### What is needed
Starting with the line that contains "pixel 574 141" and stopping after the line that contains "pixel 359 95", copy the entries below exactly. Include nothing else.
▼
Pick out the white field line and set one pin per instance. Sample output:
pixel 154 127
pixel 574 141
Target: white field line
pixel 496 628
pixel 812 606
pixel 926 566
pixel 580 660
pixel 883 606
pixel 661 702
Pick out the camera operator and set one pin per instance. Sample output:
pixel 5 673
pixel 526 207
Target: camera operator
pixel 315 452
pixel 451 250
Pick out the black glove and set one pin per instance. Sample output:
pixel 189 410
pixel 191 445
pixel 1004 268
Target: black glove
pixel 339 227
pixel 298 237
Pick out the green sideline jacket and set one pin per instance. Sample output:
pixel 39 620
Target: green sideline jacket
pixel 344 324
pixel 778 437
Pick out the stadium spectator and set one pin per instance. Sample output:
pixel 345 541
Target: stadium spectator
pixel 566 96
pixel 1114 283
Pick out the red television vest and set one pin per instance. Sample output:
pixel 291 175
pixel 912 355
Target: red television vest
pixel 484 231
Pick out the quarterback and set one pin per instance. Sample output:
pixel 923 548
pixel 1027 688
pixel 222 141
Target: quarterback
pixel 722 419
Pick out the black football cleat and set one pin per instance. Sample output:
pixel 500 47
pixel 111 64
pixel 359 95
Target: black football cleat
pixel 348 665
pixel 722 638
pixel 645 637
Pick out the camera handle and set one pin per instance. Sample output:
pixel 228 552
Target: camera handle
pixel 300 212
▲
▼
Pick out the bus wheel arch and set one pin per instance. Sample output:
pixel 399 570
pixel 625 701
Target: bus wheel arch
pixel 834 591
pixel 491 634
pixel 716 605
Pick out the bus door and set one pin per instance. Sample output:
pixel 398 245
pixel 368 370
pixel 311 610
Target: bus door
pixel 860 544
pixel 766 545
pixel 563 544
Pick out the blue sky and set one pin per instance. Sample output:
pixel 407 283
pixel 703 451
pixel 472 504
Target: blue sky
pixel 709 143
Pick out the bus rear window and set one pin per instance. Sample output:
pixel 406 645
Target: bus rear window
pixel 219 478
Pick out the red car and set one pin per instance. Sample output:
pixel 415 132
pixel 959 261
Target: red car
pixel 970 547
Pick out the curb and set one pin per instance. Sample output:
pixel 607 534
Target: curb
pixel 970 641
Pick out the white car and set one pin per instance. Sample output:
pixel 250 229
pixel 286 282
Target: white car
▲
### Your solution
pixel 574 141
Target: white field line
pixel 496 628
pixel 812 606
pixel 926 566
pixel 580 660
pixel 883 606
pixel 661 702
Pick out the camera operator and set one pin per instance. Sample output:
pixel 5 673
pixel 526 207
Target: camera operator
pixel 315 452
pixel 451 250
Pick out the black glove and set one pin per instance. Sample output:
pixel 189 410
pixel 191 445
pixel 1004 268
Target: black glove
pixel 339 227
pixel 298 237
Pick out the green sideline jacket and set one pin per instance. Sample output:
pixel 39 620
Target: green sideline jacket
pixel 344 324
pixel 778 437
Pick out the stadium spectator and set one pin per instance. Sample output:
pixel 345 541
Target: stadium spectator
pixel 566 96
pixel 1114 283
Pick out the red television vest and set one pin per instance. Sample output:
pixel 291 175
pixel 912 355
Target: red television vest
pixel 484 231
Pick out the quarterback and set one pin per instance. Sample output:
pixel 923 548
pixel 1027 688
pixel 222 141
Target: quarterback
pixel 722 419
Pick out the black football cleat and set one pin per instance. Sample output:
pixel 500 47
pixel 111 64
pixel 359 95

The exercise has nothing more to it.